--- Saved entries ---
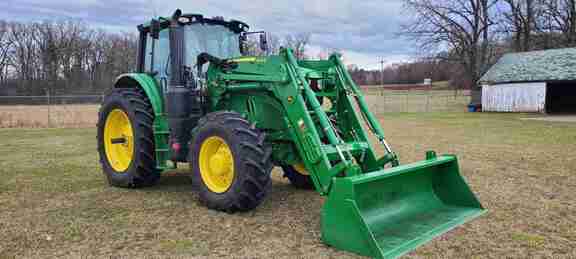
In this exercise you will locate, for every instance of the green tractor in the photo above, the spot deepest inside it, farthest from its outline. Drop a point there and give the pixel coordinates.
(197, 98)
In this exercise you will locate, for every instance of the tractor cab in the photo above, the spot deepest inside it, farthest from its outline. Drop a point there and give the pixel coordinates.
(188, 36)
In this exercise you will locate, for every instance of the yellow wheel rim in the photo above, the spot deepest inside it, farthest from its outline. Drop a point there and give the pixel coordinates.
(301, 169)
(216, 164)
(118, 140)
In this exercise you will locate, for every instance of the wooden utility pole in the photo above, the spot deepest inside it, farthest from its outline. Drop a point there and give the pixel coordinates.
(382, 72)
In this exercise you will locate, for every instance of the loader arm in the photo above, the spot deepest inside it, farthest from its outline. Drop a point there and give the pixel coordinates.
(325, 152)
(375, 206)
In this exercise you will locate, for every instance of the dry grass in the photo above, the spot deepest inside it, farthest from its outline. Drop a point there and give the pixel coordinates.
(55, 201)
(42, 116)
(86, 115)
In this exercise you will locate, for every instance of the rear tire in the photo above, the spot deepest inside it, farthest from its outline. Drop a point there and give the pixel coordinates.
(249, 180)
(141, 170)
(298, 180)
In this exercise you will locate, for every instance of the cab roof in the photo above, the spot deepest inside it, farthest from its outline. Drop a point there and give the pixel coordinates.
(188, 19)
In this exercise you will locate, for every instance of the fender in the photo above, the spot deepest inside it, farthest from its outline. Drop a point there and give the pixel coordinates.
(147, 83)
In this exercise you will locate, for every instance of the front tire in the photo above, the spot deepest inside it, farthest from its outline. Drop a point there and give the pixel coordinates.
(125, 139)
(230, 162)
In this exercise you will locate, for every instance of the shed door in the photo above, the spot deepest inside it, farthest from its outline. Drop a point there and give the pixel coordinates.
(519, 97)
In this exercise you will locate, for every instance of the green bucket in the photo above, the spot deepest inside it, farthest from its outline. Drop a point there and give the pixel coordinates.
(388, 213)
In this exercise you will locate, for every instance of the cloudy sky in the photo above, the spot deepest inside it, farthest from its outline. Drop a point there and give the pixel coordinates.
(363, 30)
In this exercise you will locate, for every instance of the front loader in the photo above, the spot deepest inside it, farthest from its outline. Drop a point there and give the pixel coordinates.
(196, 97)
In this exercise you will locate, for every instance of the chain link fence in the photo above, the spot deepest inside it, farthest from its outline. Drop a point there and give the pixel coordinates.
(417, 101)
(72, 111)
(75, 111)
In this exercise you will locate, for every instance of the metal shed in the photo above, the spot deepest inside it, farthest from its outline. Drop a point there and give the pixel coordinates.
(537, 81)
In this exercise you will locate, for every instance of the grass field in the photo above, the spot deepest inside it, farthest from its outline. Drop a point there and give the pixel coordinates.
(86, 115)
(55, 201)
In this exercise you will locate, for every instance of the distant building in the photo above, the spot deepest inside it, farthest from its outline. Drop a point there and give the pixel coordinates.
(537, 81)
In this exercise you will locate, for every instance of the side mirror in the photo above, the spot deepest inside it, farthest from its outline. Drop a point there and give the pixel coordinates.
(243, 38)
(263, 42)
(154, 29)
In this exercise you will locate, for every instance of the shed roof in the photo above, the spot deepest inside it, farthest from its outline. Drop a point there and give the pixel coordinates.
(534, 66)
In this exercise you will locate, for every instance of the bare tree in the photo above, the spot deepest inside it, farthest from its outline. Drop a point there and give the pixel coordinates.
(463, 28)
(520, 20)
(5, 46)
(561, 15)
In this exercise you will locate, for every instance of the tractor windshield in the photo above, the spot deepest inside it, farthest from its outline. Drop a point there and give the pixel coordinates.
(215, 40)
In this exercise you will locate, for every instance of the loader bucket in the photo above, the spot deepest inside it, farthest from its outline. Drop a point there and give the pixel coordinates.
(388, 213)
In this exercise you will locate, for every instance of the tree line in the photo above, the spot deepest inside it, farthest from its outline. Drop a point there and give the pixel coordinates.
(66, 56)
(472, 34)
(462, 39)
(62, 57)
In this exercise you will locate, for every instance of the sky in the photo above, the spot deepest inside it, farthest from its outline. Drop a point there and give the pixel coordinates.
(365, 31)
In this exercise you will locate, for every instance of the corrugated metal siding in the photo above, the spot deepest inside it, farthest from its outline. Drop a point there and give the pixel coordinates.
(520, 97)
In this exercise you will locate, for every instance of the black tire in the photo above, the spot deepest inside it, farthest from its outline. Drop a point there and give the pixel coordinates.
(142, 170)
(297, 179)
(252, 162)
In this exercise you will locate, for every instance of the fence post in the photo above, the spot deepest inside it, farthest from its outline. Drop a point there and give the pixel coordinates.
(48, 103)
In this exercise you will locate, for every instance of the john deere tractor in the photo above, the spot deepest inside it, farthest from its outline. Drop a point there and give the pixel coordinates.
(196, 97)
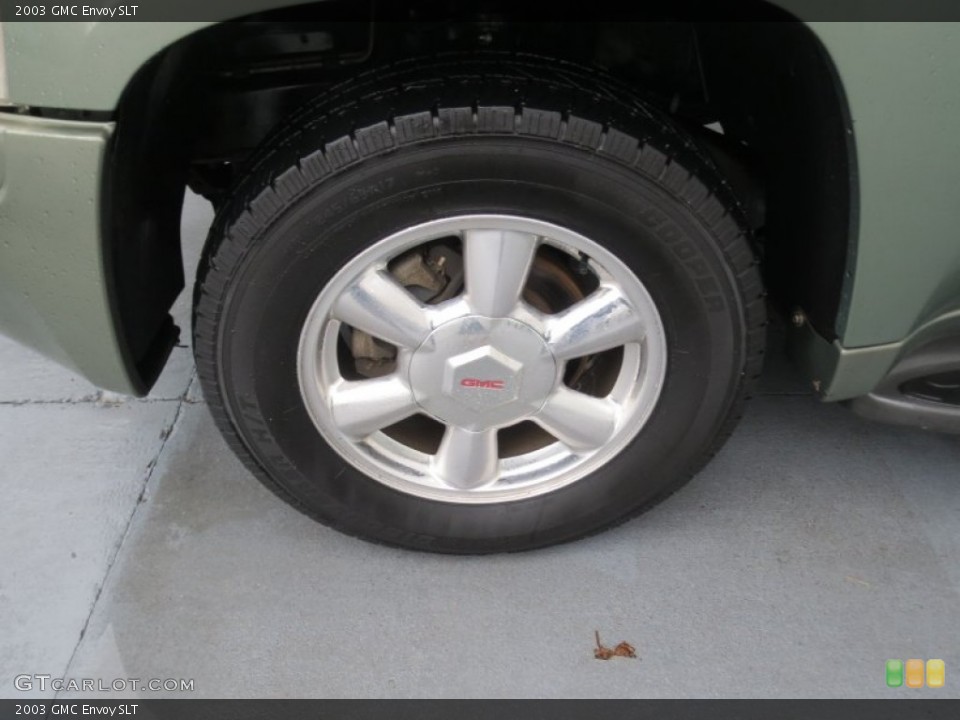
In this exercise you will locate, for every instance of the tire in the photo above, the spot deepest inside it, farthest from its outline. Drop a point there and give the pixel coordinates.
(525, 146)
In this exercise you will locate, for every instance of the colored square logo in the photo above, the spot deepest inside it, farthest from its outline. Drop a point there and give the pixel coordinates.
(914, 672)
(936, 673)
(894, 673)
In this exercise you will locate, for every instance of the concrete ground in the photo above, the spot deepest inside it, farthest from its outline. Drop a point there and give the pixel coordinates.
(812, 549)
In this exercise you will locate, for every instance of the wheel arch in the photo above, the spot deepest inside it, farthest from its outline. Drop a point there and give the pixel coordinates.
(180, 125)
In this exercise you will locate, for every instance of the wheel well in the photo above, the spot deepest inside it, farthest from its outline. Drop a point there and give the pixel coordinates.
(763, 98)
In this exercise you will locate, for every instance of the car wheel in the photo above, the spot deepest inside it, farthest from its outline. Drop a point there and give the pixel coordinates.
(477, 306)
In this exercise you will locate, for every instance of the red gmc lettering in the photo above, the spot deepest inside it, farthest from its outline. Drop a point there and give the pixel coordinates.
(487, 384)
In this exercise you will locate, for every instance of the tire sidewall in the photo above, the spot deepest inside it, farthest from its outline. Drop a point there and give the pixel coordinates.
(652, 231)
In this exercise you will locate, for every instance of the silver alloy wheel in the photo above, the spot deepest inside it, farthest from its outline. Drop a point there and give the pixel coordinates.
(482, 363)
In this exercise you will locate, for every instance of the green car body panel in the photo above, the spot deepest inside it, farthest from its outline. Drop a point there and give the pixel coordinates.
(902, 280)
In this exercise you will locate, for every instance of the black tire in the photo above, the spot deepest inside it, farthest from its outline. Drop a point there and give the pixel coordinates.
(422, 140)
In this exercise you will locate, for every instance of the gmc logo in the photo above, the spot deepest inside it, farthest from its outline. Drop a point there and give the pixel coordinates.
(486, 384)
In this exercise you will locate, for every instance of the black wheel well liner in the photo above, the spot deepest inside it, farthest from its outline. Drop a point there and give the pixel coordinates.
(197, 110)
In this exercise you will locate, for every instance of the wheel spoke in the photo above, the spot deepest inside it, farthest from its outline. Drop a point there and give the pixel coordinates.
(582, 422)
(603, 320)
(362, 407)
(378, 305)
(496, 264)
(467, 460)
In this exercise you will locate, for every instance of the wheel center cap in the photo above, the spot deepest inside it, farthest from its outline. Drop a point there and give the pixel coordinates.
(477, 372)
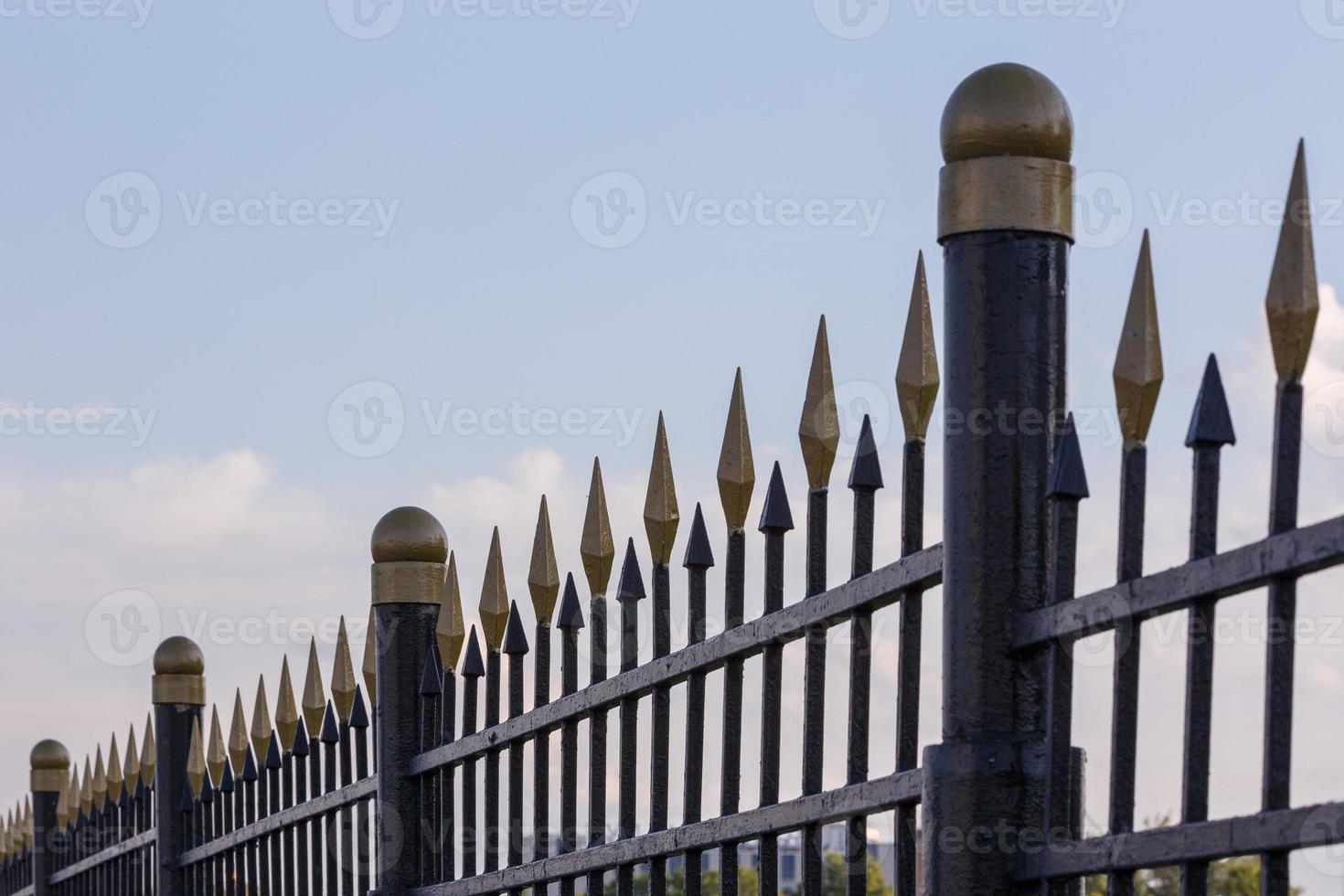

--- EXERCISE PROMPT ---
Please print all the entries exactly as written, but drop the pictures.

--- ANSWER SPACE ---
In this exercise you will locate, for every instance of the green tractor in the photo above, the spot deepest inside it, farthest from its outline. Drop a point there and give the pixel coordinates.
(197, 98)
In this exercise you will locate, for every instance of the tractor cab in the photo above, the spot deepest inside it, farthest from its outline. Drop a point there and give the pixel coordinates.
(188, 36)
In this exercise you will locate, for every instance of the yellow wheel rim in the photo above, the spot deepest inside it, farthest from its outline. Drop a point there and give the pixel coordinates.
(301, 169)
(216, 164)
(118, 140)
In this exercise you will locate, for every instance of the wooden utility pole in the photo above, the spot deepest inside it, farthest from its outline. Drop a point there and give the pixel coordinates.
(382, 72)
In this exercise you will locate, for every instance of the loader arm in the photo above, the spot deepest inside it, farthest from its outline. Drop a point there and give the pixel coordinates.
(325, 152)
(375, 206)
In this exercise you will locate, for every instance of the dry grass in the photo above, the spot deepest inside it, farthest from its outline. Drop a point there and give the pixel coordinates.
(55, 201)
(42, 116)
(86, 115)
In this exercise you will locate, for every instance of the rear tire in the photo above, the spot deepest inside it, farthest from its outline. Drop a point there and give the pixel coordinates.
(249, 180)
(141, 170)
(298, 180)
In this exercise you will locate, for every instance of the cab roof in the photo above, the spot deepest inside it, farthest from its outline. Drop a point there and give the pixel coordinates.
(188, 19)
In this exercise you will locate, for every instance of the fender in the photo above, the spot deepest inside it, farthest from its outline. Drop a point there and give the pixel coordinates.
(147, 83)
In this exercise you will locate, for every instance of the front tire in the photo above, the spot deepest inside it, farthest from its outline. Drop a point there and give the pixel coordinates.
(125, 139)
(230, 162)
In this exercise you will locate, for every instance of the shed door in the photo above, the spot deepest inside it, farthest from its outline. Drop a point there and give the pixel coordinates.
(519, 97)
In this exercise you will locate, for every instance of the green bucket in the photo above, the spot deepest inside it, farthest from its outline. Drop a point there and give the pixel coordinates.
(388, 213)
In this exercise you will locate, for every instance of the cloudy sky in the photo above, the spot deepest inside it, farthest from its outline. Drop a point there and give the pixel coordinates.
(363, 30)
In this exercise you will locate, for every instance of the front loader in the photo above, the spot deepest inside it, farthest from its outline. Drop a point there and give the pixel coordinates.
(196, 97)
In this exercise you will locate, for every instance of the chain link fence in the photo above, the spot deepest inside it, farthest from its outline. Drop a point there and give the pixel coordinates.
(417, 101)
(72, 111)
(75, 111)
In this exercise you will locate, for every instance of the metal shed in the photo above, the spot deepest inside it, farthest from its outline. Drop a point there and give the pixel coordinates.
(537, 81)
In this exercise you will locate, for every instance of the grass field in the photo above, the spot deepest inside it, farthest from its outline. Drop a point there and give the pixel coordinates.
(86, 115)
(55, 201)
In this exercise you will locate, for every instance of the distant building in the photo above, the spot deepest inside it, farthest from its outline. Drop a point there and give the pixel coordinates.
(537, 81)
In this exercise you will locate, for every instance of the side mirror in the photo above, the spot deepest inside it, farthest from its outline. Drop a point there and give the pixel coordinates.
(243, 38)
(263, 42)
(154, 29)
In this exercise you will locate, for every instance of the shed roof in the photo above, the spot deepest inside it, farthest from its outline. Drop a point there and give the pixel coordinates.
(534, 66)
In this exercise you will locate, for every instance of the bare tree in the photo above, the spot deepest inside it, farthest from its outline. Drop a point there and give the pixel coordinates.
(463, 28)
(520, 20)
(5, 46)
(561, 15)
In this exercise you will locate, for every instance of the tractor windshield in the photo above, the spot deepest inside it, farthest from its outline. Drop a point there and give the pixel coordinates.
(215, 40)
In this exercise you will locate, for every instance of the loader bucket in the photo above, the spot deepest inside it, farthest from its outline. Drop a point there and give the pixel coordinates.
(388, 213)
In this exercise you will locate, for every instance of the tree line in the photo above, the spot deepest inside it, farthest from its outline. Drop a point there and give the pixel coordinates.
(66, 56)
(472, 34)
(462, 39)
(62, 57)
In this exercise you will locate, for every instance of the sky in the photo above, the spot deepest inside it, farthest from its outline. Drop a point there and give the pixel coordinates.
(365, 31)
In this exercise you will locate, for every instance of the corrugated metal siding in the photo above, the spot deepest inside it, farthest from its outline. Drop a point there and give the pixel coordinates.
(520, 97)
In this exercise you will locate, for every instance of the black tire in the photo above, the spot deepest inside it, farthest from its outline. Drop a point there and give the pixel coordinates.
(142, 170)
(297, 179)
(252, 162)
In this exercise you will locate, for every instance of the fence post in the photo above, the spot deepest inside it, farthest from its outline. Drop a point there and give the pixel coordinates.
(48, 103)
In this exercise you will locate, for every instance of the john deere tractor in the photo above, the spot deepest inside it, farthest from its outline. Drop a point there and give the pixel coordinates.
(196, 97)
In this exercise you will locate, for every instance of the tire in the photo above, the spot deepest inside it, farthest from its outline. Drop a point there and give the pixel coordinates.
(525, 146)
In this exercise you will locate, for every instance of the colored square logo in the photo above, the spot deepest inside it, farthest from its outline. Drop a point there and give the pixel coordinates.
(914, 672)
(936, 673)
(894, 673)
In this exercise you will locate, for every instance of the concrete ground in the photo above, the spot deepest inside it, farthest from its outline. Drop a point there and give the pixel coordinates.
(812, 549)
In this exercise you will locate, for every instance of the wheel arch in the photo above, the spot deepest inside it, farthest from its outline. Drop a point there and give the pixel coordinates.
(180, 125)
In this exercise you will locate, for every instance of the wheel well in the photo above, the spot deepest inside it, farthest from its outline. Drop a point there and give the pixel coordinates.
(763, 98)
In this exercise you will locate, for every instance of the car wheel in the photo above, the spot deepest inside it, farthest from its outline. Drop a point there and give the pixel coordinates.
(477, 306)
In this exercise you will locate, for every instance of the red gmc lettering in the photo above, the spot deepest inside it, farthest from its outline. Drop a point there and give the pixel coordinates.
(487, 384)
In this exercise you will locate, for every instance of the tire sidewall in the photo above, the spot deepest inside it, farthest from its outline. Drop a point there and give the pixel coordinates.
(652, 231)
In this exercise you will locate, for every instance of the silver alloy wheel in the photo above, the spot deepest inside it, farthest from its outline. Drop a point there and give the pixel coordinates.
(482, 363)
In this exercise you will locate, for every instance of the green car body panel in the photo above, the spot deepest inside it, farthest from its outline. Drop a point there and give the pixel coordinates.
(902, 280)
In this exercise you will locate, for every instance of the black tire in the photo above, the spot deepest inside it, farthest from its outline. Drop a point there and give the pixel coordinates.
(422, 140)
In this exercise you will locate, for every instance of the gmc logo in the photo above, the spot deepest inside it, farthest from its outline. Drop a point there and give the pixel coordinates.
(486, 384)
In this exercise you will locate, for every instance of the black wheel well liner in the photo above, the spot deepest inside it, farthest from its outline. Drop a point there and give the pixel coordinates.
(197, 110)
In this exercise you will locate, for every instance of the wheel spoke in the photo above, the spot deepest inside it, farthest from its outline. Drop a point there and give the pixel coordinates.
(582, 422)
(603, 320)
(362, 407)
(378, 305)
(496, 264)
(467, 460)
In this exercise you will locate, for every instance of the wheel center cap in the photo above, the spot deepest inside it, farthest from its outline. Drop a point there and give the pixel coordinates.
(477, 372)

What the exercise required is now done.